WHAT YOU WILL DO =>
Produce the records again in full, exactly as shown below.

PROVIDED RECORDS =>
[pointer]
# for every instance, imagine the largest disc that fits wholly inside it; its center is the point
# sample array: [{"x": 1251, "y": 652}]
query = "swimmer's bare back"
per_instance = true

EXERCISE ANSWER =>
[pointer]
# for every instance, imagine the largest disc that fits wholly inside it; its center is the point
# sample array: [{"x": 1251, "y": 652}]
query = "swimmer's bare back"
per_instance = true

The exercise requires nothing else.